For the string "wheel", search the entries below and copy every line where it appears.
---+---
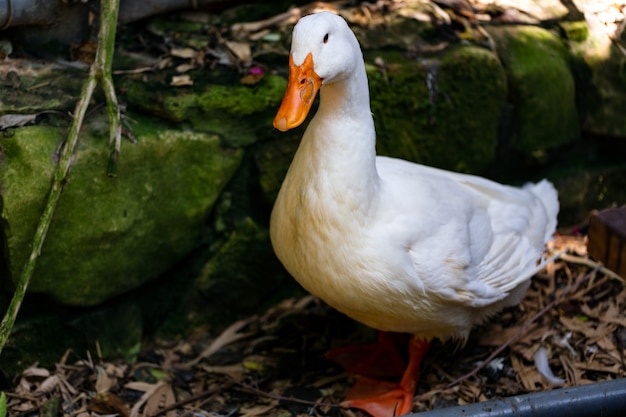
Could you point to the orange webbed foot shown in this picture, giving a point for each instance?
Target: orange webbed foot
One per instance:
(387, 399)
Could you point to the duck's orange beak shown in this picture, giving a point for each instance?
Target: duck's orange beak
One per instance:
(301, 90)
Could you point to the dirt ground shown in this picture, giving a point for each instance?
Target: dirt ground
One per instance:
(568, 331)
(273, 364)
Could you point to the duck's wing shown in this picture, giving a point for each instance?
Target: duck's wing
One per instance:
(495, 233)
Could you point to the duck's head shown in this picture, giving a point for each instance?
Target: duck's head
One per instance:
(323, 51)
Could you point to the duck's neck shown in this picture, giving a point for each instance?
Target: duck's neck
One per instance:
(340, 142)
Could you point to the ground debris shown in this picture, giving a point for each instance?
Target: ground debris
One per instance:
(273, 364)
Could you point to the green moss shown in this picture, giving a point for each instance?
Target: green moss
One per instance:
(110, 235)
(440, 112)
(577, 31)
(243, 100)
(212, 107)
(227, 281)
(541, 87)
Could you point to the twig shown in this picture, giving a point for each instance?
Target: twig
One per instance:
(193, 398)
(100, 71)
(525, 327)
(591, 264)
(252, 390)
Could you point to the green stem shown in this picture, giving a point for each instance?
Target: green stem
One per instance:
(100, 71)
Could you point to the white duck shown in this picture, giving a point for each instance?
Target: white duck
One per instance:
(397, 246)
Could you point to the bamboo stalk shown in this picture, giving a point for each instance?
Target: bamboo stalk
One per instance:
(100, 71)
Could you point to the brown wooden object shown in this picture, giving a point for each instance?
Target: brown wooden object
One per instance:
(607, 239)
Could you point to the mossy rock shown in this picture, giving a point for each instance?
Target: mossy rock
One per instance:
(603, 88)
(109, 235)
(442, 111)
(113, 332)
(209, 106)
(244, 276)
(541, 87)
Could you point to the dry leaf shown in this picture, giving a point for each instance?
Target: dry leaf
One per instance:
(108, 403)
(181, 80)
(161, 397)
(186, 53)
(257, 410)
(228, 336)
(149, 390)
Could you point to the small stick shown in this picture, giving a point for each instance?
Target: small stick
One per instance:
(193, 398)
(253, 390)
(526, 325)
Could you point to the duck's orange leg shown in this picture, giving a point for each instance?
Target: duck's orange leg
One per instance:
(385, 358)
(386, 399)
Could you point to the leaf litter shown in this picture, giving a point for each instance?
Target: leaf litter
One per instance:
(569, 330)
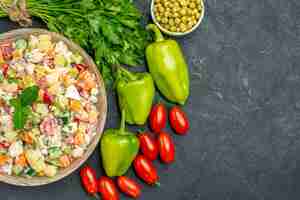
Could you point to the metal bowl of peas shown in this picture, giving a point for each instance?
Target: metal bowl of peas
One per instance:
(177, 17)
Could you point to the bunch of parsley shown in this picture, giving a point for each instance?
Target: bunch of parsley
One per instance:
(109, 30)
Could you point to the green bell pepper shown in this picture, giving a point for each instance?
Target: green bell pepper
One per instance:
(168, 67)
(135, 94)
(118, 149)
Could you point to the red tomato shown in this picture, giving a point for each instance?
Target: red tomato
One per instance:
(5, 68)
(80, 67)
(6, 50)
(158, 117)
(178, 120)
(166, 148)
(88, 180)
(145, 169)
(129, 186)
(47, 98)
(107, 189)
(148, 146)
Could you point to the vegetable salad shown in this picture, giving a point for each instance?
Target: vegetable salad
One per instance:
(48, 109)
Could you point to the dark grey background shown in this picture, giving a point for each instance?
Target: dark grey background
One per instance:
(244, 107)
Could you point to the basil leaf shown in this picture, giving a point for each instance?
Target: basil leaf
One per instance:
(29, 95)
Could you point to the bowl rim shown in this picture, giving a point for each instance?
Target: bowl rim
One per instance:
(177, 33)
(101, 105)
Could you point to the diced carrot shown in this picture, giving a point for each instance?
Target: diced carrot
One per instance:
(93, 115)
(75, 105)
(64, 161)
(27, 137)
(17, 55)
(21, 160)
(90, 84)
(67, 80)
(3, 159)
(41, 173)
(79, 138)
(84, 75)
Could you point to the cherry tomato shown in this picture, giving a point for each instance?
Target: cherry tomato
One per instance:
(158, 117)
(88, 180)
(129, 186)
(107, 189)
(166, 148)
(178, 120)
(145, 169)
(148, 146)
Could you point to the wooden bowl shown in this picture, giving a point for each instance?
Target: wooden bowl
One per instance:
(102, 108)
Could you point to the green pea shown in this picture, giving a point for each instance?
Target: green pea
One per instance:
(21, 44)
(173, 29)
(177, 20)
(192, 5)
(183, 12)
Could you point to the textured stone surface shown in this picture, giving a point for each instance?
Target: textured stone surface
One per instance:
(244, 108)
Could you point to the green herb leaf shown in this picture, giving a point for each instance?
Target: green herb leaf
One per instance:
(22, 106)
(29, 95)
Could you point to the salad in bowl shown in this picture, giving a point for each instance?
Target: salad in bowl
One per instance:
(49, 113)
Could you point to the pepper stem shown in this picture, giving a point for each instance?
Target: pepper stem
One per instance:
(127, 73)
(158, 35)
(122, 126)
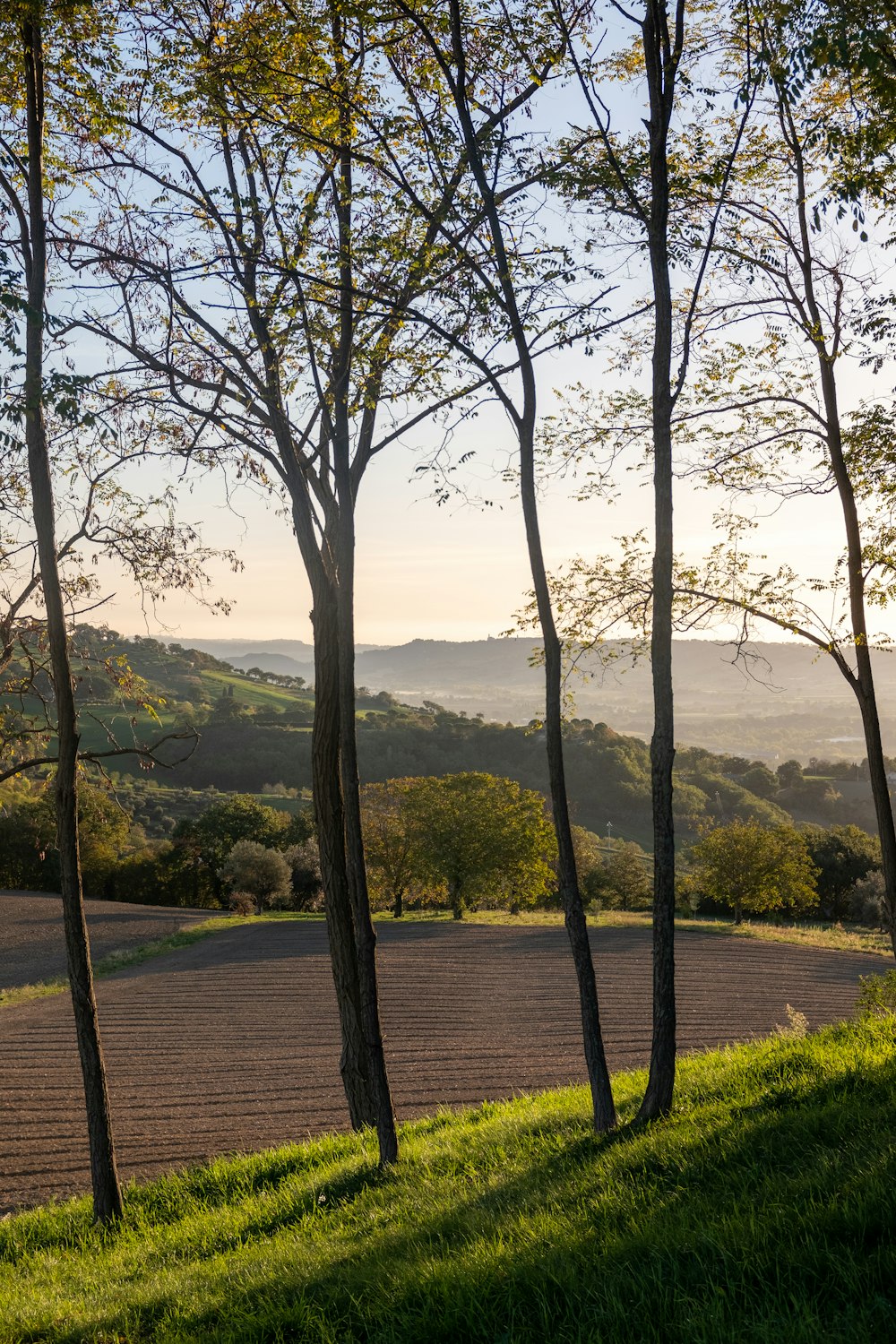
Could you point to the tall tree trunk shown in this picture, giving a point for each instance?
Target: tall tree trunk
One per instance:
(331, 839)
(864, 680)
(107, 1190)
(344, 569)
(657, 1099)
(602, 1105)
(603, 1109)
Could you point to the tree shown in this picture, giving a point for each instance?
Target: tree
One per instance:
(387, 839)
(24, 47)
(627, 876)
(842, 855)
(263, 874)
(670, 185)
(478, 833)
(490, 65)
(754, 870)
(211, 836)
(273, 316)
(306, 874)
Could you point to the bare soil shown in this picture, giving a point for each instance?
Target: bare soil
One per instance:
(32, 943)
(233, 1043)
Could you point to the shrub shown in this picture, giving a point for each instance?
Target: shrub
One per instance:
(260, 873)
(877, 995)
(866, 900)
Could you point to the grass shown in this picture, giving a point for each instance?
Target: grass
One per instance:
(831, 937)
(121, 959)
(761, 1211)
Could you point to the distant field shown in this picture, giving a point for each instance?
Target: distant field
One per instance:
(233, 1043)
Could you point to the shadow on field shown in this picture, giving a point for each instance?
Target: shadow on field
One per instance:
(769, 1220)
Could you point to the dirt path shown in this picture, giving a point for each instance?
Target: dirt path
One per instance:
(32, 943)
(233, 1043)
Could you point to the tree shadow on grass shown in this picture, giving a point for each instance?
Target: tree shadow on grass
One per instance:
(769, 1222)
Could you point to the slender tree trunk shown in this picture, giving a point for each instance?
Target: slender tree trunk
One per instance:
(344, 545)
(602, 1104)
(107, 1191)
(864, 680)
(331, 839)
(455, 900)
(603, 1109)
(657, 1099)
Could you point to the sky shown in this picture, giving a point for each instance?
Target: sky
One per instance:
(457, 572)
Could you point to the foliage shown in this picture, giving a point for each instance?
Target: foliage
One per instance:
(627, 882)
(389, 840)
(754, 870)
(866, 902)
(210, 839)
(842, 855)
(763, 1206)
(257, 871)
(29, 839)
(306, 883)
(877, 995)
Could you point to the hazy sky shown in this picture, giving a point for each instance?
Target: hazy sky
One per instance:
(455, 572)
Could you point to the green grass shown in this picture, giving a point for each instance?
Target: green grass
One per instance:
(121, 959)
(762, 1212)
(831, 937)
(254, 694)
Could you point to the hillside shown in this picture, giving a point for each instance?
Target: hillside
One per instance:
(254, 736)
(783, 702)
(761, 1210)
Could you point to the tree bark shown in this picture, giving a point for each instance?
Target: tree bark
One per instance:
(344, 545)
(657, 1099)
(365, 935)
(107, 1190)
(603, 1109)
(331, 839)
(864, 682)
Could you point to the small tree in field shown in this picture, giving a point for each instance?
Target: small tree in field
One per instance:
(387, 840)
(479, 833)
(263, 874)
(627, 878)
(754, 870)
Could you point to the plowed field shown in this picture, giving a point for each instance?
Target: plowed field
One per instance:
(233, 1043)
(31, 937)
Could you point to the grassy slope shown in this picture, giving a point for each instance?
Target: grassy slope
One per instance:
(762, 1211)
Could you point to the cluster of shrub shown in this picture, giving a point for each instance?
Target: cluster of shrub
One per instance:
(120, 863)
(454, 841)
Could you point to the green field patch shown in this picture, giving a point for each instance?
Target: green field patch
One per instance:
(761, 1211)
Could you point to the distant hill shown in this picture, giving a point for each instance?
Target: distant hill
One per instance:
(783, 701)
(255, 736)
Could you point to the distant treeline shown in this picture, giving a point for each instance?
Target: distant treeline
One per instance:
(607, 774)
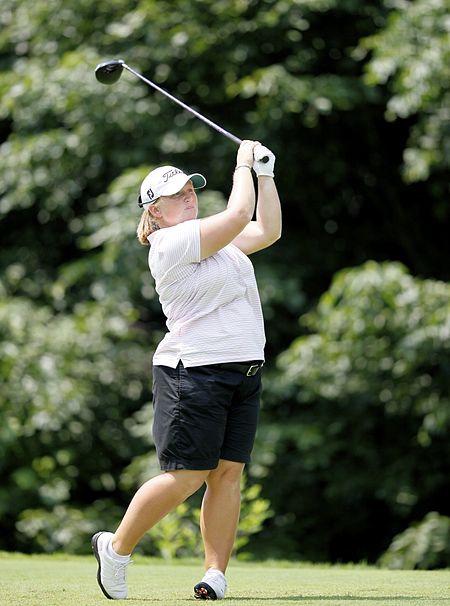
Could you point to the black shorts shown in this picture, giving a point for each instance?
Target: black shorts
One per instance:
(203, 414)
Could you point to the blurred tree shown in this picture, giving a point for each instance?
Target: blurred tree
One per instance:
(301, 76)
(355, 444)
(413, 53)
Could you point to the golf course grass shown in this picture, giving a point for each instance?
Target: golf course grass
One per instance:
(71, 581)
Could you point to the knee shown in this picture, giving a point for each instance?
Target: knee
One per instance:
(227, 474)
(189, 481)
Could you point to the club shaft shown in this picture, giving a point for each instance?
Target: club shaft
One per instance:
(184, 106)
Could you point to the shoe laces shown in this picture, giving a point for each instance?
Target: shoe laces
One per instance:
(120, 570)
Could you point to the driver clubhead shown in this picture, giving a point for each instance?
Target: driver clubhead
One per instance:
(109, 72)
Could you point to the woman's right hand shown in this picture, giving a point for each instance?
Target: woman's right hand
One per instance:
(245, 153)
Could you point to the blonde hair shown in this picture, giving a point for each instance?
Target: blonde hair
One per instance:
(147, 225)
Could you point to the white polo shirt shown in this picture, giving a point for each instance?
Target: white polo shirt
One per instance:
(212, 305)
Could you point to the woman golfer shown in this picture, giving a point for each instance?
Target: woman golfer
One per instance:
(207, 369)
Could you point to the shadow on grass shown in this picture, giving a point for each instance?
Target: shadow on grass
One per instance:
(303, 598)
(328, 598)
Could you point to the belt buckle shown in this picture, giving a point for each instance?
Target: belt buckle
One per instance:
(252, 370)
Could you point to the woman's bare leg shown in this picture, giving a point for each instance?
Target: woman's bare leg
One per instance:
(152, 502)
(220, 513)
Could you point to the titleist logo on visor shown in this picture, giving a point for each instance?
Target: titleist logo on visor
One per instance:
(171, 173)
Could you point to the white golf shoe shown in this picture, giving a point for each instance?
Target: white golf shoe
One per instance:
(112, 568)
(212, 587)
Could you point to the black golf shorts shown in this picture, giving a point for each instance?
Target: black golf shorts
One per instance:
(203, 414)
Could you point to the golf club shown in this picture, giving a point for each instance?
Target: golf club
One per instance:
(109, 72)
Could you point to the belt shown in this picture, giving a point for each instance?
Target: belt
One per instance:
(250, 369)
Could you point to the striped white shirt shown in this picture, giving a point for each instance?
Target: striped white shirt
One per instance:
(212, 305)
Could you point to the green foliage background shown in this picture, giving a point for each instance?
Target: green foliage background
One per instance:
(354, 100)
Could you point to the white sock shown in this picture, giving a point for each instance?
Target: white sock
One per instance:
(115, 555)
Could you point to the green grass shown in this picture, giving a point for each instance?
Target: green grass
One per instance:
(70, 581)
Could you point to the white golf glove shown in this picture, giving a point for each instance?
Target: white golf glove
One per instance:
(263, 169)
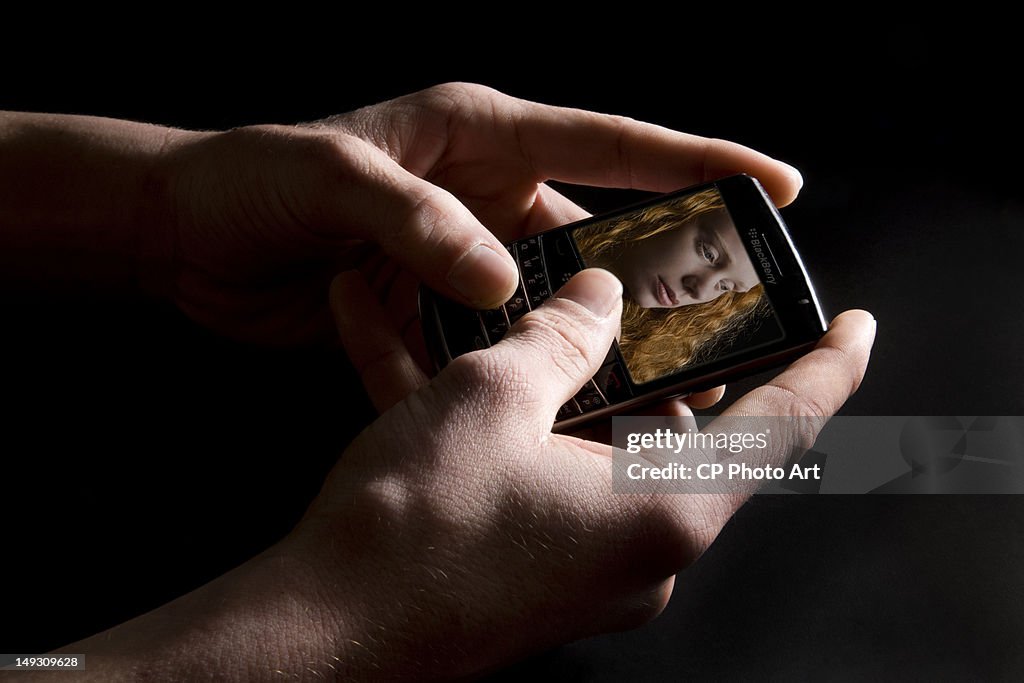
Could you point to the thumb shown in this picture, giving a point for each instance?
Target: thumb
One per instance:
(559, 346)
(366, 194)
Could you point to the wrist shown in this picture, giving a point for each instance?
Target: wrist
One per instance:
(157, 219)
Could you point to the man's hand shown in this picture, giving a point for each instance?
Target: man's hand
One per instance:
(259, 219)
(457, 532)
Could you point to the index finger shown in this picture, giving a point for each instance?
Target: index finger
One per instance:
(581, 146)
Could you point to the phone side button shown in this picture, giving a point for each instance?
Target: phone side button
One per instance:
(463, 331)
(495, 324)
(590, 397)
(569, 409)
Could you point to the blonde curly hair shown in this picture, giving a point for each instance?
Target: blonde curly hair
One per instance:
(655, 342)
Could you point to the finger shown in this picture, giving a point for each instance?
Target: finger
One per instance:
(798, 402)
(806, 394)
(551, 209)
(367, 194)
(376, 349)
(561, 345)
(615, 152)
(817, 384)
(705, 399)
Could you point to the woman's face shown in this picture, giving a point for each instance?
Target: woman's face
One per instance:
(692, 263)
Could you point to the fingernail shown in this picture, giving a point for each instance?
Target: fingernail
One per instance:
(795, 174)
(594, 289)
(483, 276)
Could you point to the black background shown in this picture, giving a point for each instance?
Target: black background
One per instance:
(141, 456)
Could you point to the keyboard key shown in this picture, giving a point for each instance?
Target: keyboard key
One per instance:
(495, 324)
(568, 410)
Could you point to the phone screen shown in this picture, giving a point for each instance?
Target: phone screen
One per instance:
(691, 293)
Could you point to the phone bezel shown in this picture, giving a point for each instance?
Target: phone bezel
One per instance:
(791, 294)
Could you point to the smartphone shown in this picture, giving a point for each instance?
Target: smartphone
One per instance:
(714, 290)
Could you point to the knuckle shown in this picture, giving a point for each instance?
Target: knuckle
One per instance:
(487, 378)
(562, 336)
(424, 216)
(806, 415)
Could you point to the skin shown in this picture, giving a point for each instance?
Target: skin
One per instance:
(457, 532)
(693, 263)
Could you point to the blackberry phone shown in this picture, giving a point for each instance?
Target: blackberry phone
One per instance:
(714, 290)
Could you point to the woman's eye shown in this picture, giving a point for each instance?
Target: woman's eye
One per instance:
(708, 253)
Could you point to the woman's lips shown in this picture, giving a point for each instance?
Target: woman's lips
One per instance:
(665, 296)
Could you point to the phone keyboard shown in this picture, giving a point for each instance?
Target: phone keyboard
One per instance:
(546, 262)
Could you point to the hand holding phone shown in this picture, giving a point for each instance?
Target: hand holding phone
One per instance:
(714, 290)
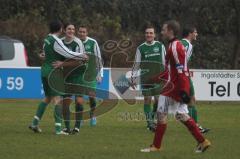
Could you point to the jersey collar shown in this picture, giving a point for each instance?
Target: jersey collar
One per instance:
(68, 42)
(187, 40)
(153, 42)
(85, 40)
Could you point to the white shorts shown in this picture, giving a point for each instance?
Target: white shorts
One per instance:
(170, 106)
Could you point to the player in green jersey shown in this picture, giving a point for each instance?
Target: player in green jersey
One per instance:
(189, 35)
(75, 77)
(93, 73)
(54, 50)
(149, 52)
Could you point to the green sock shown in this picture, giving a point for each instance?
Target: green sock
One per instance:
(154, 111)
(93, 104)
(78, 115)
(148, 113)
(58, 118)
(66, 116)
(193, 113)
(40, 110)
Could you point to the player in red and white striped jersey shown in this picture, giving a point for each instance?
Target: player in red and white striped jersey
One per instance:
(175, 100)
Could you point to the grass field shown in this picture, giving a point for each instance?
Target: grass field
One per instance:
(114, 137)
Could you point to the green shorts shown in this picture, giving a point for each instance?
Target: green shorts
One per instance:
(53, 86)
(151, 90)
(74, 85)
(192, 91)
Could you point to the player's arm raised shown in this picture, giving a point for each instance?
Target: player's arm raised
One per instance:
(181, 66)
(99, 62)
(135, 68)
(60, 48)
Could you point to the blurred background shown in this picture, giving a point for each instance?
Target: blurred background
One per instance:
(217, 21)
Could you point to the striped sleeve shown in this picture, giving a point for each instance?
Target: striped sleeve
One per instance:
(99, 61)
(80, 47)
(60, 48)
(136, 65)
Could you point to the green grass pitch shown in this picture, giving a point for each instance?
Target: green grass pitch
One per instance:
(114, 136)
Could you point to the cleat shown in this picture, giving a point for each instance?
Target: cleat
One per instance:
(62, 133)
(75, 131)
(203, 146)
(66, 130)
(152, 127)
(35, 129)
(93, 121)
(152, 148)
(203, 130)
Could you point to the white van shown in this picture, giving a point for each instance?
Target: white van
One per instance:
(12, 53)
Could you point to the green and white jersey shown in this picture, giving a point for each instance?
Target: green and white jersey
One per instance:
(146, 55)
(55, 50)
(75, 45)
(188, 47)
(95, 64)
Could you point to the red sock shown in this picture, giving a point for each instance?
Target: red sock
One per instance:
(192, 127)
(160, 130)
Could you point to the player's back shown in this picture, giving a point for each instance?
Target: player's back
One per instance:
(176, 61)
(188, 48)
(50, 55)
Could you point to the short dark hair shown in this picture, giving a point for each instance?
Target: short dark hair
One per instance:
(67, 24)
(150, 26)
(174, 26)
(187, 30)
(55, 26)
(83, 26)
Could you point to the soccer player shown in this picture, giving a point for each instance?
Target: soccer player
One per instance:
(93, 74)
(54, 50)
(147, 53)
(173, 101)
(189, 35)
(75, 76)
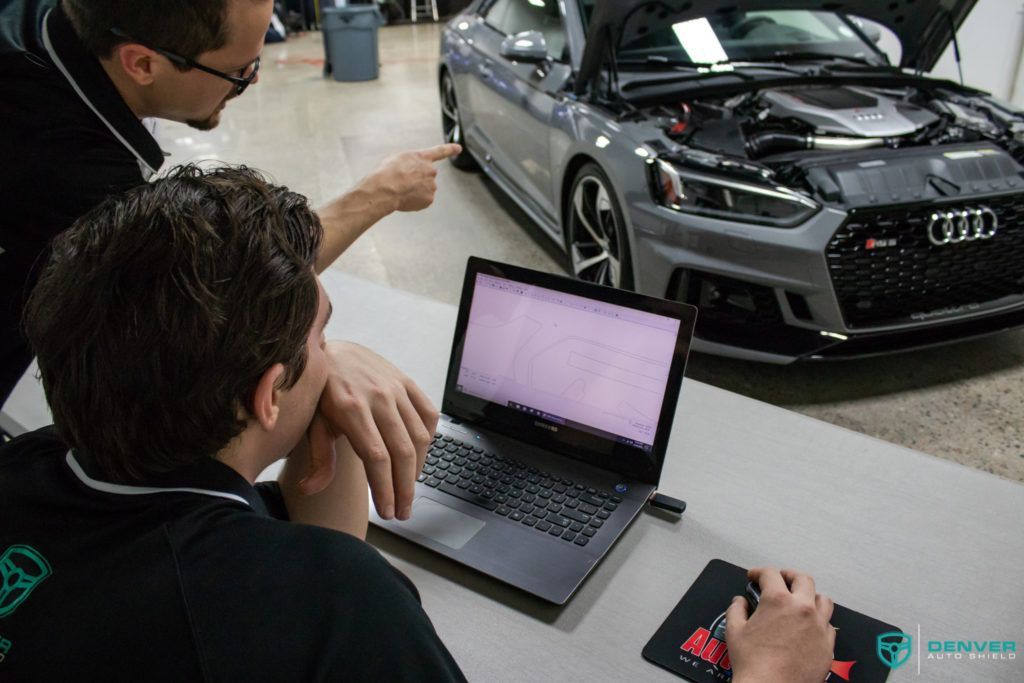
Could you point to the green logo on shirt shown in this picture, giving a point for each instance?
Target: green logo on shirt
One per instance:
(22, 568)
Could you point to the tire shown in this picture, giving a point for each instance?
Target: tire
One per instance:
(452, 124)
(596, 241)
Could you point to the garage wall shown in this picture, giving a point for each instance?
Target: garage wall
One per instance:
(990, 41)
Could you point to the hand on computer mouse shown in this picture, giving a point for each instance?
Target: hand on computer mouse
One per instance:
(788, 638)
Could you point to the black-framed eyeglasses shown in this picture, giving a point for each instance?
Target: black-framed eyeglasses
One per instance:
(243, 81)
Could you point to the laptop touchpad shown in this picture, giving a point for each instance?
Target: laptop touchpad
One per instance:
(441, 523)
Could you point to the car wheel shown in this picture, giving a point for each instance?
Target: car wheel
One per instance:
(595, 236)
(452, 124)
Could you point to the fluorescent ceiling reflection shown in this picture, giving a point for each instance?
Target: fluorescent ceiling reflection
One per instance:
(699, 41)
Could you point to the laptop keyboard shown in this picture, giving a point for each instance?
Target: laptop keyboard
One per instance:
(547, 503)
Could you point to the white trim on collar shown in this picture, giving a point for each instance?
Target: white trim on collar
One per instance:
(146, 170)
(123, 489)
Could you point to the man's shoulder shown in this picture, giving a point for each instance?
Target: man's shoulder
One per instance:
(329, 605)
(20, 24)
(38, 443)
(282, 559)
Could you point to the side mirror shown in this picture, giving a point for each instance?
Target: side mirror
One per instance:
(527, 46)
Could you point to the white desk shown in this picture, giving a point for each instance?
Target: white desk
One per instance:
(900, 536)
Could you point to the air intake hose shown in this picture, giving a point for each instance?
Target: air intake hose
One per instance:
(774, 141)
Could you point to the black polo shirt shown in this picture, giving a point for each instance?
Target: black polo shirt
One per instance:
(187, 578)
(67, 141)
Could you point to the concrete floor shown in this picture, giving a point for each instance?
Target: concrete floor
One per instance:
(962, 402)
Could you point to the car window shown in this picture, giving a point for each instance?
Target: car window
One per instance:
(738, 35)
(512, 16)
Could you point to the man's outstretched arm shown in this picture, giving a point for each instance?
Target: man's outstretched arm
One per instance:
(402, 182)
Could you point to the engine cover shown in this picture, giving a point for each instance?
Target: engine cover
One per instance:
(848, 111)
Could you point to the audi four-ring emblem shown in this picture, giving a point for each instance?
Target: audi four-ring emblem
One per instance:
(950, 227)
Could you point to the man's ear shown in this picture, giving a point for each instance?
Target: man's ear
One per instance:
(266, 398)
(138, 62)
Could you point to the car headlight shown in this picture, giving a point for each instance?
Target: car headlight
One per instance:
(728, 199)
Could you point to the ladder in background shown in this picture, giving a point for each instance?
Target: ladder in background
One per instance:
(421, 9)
---+---
Written answer -
Could you point to the car wheel shown in this picture, giving a point for each instance?
Target: car wheel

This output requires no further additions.